Hessler and Price are together again (for the first time) for a Poe adaptation that actually has a little something to do with Poe, or at least as much as any AIP Poe film has to do with Poe. Poe’s short story, “The Oblong Box,” has to do with a man who witnesses the obsession of an artist friend on a ship with an oblong shipping crate. So committed is the man, seeming delirious and mad, to this box that when the ship is wrecked during a storm, he sinks to the bottom of the ocean with the box rather than abandon it. Not to spoil the surprise, but it was a coffin containing his dead wife, though no one knew of the contents lest they refuse to travel overseas with a corpse. Hessler’s film does indeed contain a coffin that is referred to as an oblong box. And there is an artist, though he himself has no coffin. Beyond that, this film has as much to do with Poe as does the average movie in which someone inherits a wily, diaper-wearing ape that solves a crime.
When a creature is so vile, so evil, so much an affront to the nature of the world and of God himself as is the vampire Count Dracula, there is no easy way to destroy him and keep him down. So it is that in every episode of man’s struggle against this infernal prince of darkness, we mortals seem to succeed in wholly destroying this spawn of Satan only to see him find some way to cheat death yet again, as he has for so many centuries now, so that he may once again rise up and cast his long shadow of terror and bloodshed across the countryside. It seems this notorious bloodsucker has any number of ways he can reverse the effects of his apparent destruction, but the most powerful one by far is making certain that his movie provides bushel baskets full of money for the producers.

*Data excerpts*:
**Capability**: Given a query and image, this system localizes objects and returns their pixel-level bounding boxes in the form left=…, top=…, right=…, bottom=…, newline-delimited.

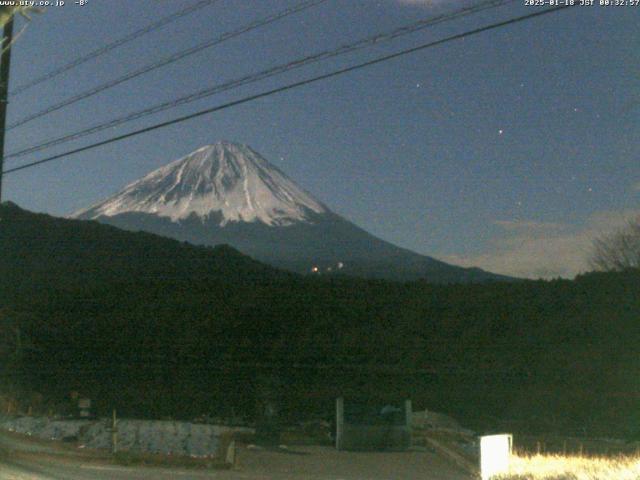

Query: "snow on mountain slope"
left=71, top=142, right=328, bottom=226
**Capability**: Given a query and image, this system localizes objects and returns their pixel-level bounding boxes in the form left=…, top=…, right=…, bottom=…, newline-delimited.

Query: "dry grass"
left=500, top=454, right=640, bottom=480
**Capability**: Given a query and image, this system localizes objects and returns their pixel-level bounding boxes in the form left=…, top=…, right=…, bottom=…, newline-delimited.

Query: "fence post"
left=336, top=397, right=344, bottom=450
left=111, top=408, right=118, bottom=454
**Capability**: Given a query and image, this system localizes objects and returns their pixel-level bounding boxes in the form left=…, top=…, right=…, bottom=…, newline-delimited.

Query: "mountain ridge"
left=71, top=142, right=513, bottom=283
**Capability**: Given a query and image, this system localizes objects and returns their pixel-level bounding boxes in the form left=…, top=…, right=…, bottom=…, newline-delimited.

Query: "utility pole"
left=0, top=16, right=13, bottom=202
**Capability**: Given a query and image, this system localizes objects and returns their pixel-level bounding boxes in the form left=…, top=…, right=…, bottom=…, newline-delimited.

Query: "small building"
left=335, top=397, right=412, bottom=450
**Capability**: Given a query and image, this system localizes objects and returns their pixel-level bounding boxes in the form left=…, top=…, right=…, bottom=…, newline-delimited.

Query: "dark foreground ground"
left=0, top=432, right=471, bottom=480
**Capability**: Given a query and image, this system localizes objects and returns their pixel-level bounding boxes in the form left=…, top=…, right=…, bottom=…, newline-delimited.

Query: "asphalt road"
left=0, top=432, right=471, bottom=480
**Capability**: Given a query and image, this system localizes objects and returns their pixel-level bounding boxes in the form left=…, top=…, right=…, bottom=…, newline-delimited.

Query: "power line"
left=0, top=16, right=13, bottom=201
left=10, top=0, right=219, bottom=96
left=5, top=0, right=515, bottom=159
left=7, top=0, right=327, bottom=131
left=4, top=5, right=571, bottom=175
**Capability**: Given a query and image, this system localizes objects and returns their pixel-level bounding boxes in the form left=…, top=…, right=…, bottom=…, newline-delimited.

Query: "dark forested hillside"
left=0, top=204, right=640, bottom=435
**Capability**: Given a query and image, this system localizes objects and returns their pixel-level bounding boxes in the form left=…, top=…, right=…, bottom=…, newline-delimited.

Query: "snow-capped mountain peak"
left=72, top=142, right=328, bottom=226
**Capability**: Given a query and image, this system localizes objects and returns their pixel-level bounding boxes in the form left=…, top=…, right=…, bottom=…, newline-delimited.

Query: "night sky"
left=4, top=0, right=640, bottom=278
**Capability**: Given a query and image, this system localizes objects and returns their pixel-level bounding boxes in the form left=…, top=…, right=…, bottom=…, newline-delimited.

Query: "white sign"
left=480, top=434, right=513, bottom=480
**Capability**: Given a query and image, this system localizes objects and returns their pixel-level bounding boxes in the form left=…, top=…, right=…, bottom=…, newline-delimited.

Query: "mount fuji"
left=71, top=142, right=508, bottom=283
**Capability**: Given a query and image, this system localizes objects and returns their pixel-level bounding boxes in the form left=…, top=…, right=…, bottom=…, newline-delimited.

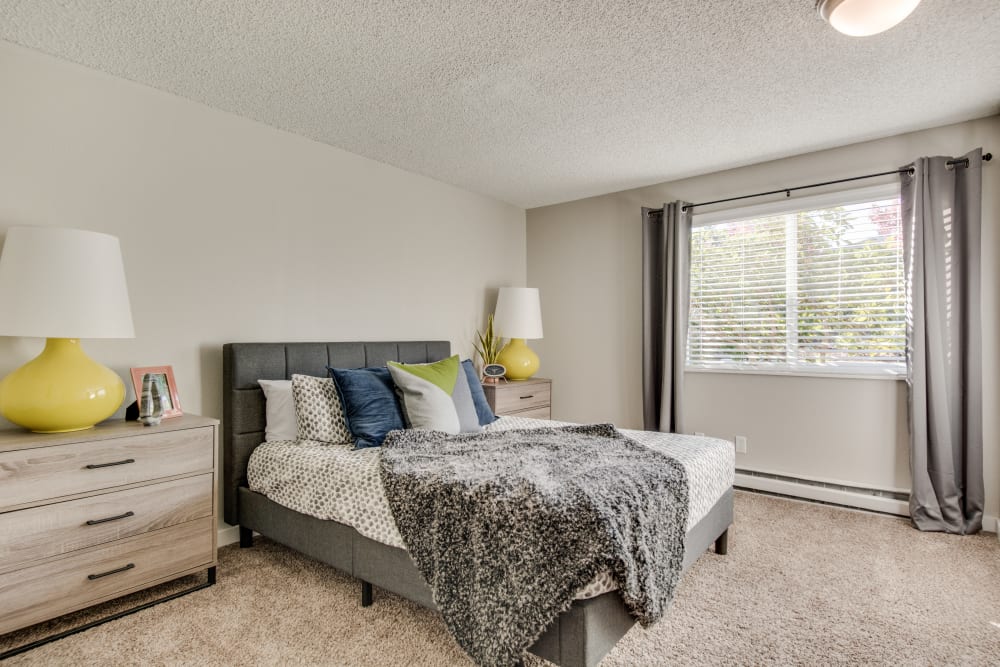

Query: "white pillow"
left=257, top=380, right=299, bottom=442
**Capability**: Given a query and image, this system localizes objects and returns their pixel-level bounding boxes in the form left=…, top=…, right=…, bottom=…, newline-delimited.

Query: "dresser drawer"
left=0, top=473, right=213, bottom=572
left=0, top=517, right=215, bottom=634
left=494, top=382, right=552, bottom=414
left=0, top=427, right=215, bottom=511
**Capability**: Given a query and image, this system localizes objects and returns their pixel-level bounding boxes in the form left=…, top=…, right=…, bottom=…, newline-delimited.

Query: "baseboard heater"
left=736, top=468, right=910, bottom=516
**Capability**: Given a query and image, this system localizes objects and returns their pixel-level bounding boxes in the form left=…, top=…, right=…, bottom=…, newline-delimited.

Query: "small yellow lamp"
left=493, top=287, right=542, bottom=380
left=0, top=227, right=135, bottom=433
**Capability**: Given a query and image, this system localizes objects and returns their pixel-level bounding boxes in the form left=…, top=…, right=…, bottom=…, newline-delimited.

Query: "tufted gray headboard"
left=222, top=340, right=451, bottom=525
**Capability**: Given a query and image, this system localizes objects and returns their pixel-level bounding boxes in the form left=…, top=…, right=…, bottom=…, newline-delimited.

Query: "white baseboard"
left=219, top=526, right=240, bottom=547
left=736, top=472, right=910, bottom=516
left=736, top=473, right=1000, bottom=539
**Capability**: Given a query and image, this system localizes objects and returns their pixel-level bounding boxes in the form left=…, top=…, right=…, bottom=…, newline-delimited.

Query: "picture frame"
left=129, top=366, right=184, bottom=419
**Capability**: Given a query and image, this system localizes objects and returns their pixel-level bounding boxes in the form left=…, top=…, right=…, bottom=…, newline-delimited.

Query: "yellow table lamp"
left=493, top=287, right=542, bottom=380
left=0, top=227, right=135, bottom=433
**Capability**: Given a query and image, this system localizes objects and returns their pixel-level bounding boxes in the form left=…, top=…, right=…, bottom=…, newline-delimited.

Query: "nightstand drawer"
left=0, top=473, right=213, bottom=572
left=0, top=517, right=215, bottom=634
left=506, top=405, right=552, bottom=419
left=0, top=426, right=215, bottom=511
left=494, top=382, right=552, bottom=414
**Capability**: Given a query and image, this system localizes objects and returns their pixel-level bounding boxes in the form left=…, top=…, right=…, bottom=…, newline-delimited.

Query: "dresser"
left=0, top=415, right=219, bottom=634
left=483, top=378, right=552, bottom=419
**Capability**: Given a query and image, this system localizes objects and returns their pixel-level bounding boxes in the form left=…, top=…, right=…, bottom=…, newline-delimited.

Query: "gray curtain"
left=902, top=150, right=984, bottom=535
left=642, top=202, right=691, bottom=433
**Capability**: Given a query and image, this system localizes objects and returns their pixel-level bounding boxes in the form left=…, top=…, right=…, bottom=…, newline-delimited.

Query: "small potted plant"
left=473, top=313, right=507, bottom=384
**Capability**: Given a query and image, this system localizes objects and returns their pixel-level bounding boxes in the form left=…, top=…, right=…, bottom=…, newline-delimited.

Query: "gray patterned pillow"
left=292, top=375, right=353, bottom=445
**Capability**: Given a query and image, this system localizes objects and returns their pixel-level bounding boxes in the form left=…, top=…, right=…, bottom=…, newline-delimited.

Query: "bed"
left=223, top=341, right=733, bottom=667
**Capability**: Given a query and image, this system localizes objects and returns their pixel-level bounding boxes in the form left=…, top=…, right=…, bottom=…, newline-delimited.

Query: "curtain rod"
left=650, top=153, right=993, bottom=213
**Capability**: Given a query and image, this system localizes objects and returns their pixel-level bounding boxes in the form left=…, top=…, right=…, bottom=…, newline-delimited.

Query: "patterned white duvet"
left=247, top=417, right=735, bottom=599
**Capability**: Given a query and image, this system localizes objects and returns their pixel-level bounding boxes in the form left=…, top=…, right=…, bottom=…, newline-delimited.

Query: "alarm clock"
left=483, top=364, right=507, bottom=382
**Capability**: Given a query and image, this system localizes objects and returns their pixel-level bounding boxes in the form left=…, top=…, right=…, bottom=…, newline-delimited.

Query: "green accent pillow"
left=386, top=354, right=482, bottom=435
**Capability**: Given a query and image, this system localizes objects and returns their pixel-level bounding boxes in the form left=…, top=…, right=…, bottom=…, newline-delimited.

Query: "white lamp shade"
left=0, top=227, right=135, bottom=338
left=493, top=287, right=542, bottom=338
left=818, top=0, right=920, bottom=37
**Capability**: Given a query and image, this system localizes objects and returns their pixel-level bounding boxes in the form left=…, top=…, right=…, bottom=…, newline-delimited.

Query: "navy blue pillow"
left=327, top=366, right=406, bottom=449
left=462, top=359, right=498, bottom=426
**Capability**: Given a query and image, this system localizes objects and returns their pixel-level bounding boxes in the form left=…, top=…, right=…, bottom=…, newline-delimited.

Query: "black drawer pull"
left=87, top=512, right=135, bottom=526
left=87, top=563, right=135, bottom=581
left=84, top=459, right=135, bottom=470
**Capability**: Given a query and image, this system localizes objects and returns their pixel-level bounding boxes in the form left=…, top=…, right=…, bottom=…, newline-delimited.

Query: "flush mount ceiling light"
left=816, top=0, right=920, bottom=37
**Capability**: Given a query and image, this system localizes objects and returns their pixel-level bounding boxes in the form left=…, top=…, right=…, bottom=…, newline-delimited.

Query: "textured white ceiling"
left=0, top=0, right=1000, bottom=207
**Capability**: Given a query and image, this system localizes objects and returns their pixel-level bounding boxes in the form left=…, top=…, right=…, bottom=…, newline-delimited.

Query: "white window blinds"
left=688, top=188, right=905, bottom=374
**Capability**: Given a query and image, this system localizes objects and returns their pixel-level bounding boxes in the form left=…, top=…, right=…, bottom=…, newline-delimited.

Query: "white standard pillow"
left=257, top=380, right=299, bottom=442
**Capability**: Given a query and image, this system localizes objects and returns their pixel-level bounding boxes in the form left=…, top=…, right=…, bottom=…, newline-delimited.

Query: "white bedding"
left=247, top=417, right=735, bottom=599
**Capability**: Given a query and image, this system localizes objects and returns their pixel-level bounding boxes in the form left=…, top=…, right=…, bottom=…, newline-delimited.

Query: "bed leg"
left=361, top=581, right=372, bottom=607
left=715, top=528, right=729, bottom=556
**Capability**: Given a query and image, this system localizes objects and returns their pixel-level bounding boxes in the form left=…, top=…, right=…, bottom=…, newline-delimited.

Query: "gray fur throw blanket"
left=380, top=424, right=688, bottom=665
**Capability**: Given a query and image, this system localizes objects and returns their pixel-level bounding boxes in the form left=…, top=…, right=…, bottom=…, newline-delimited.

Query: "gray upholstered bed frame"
left=222, top=341, right=733, bottom=667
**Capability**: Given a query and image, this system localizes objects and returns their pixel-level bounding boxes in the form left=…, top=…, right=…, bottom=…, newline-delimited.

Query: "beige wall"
left=528, top=117, right=1000, bottom=516
left=0, top=42, right=525, bottom=434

*Set of tasks*:
**A.** Repeat the movie review passage, starting with "When a creature" and going on through "for the producers.".
**B.** Answer these questions about the movie review passage:
(i) Where does the artist friend's obsession with the oblong crate take place in Poe's short story?
(ii) What was actually inside the box in Poe's story?
(iii) What does the passage call by far the most powerful way Count Dracula reverses his apparent destruction?
**C.** Can you take the movie review passage further from where it stops?
The rows have nothing to do with the movie review passage.

*Task answers*:
**A.**
When a creature is so vile, so evil, so much an affront to the nature of the world and of God himself as is the vampire Count Dracula, there is no easy way to destroy him and keep him down. So it is that in every episode of man’s struggle against this infernal prince of darkness, we mortals seem to succeed in wholly destroying this spawn of Satan only to see him find some way to cheat death yet again, as he has for so many centuries now, so that he may once again rise up and cast his long shadow of terror and bloodshed across the countryside. It seems this notorious bloodsucker has any number of ways he can reverse the effects of his apparent destruction, but the most powerful one by far is making certain that his movie provides bushel baskets full of money for the producers.

**B.**
(i) On a ship.
(ii) A coffin containing the artist's dead wife.
(iii) Making certain that his movie provides bushel baskets full of money for the producers.

**C.**
With the power to produce so much green, it was a given that Hammer Studio’s Dracula would find a way to resurrect himself after being trapped under the ice at the end of Dracula, Prince of Darkness. Death by running water seemed a more easily circumvented fate than actor Christopher Lee’s emphatic statements regarding his unwillingness to portray the caped one again. Lee made a big name for himself with his turn as the undead ghoul in Hammer’s ground-breaking Horror of Dracula, but he was determined that the name he made wouldn’t be Dracula. So he bowed out of the sequel, Brides of Dracula, and didn’t return to the role until he was comfortable that he’d established himself as something more than the vampire count. But 1967′s Dracula, Prince of Darkness proved that audiences were still bloodthirsty not just for Dracula, but for Christopher Lee as Dracula. That people were so quick to revert to identifying him solely with Dracula made Lee squeamish about reprising the role yet again, though the outstanding success of Prince of Darkness meant that Hammer could hardly pass on making another film.
So would begin a long and sometimes irritating cycle of Christopher Lee making a Dracula movie for Hammer, complaining about what crap the film was and how he would absolutely never, ever do it again, then appearing in Hammer’s next Dracula film a year later. Although Lee did have his viable points for being dissatisfied with the role — chief among them that it grew increasingly unlike anything portrayed in the original Bram Stoker novel — in the end his continuous complaining coupled with the fact that he’d always show up to do another one “under protest” kind of makes you want to tell Christopher Lee to shut the hell up. Hey, I like me the Christopher Lee, but it’s not like the man built for himself some legacy of impeccable artistic integrity. He did show up in Chuck Norris films and other things far worse than even the least of his Hammer Dracula films. But that’s Christopher Lee for you. Sometimes he’s just a bit of a blowhard, but that doesn’t make his turn in these films any less enjoyable.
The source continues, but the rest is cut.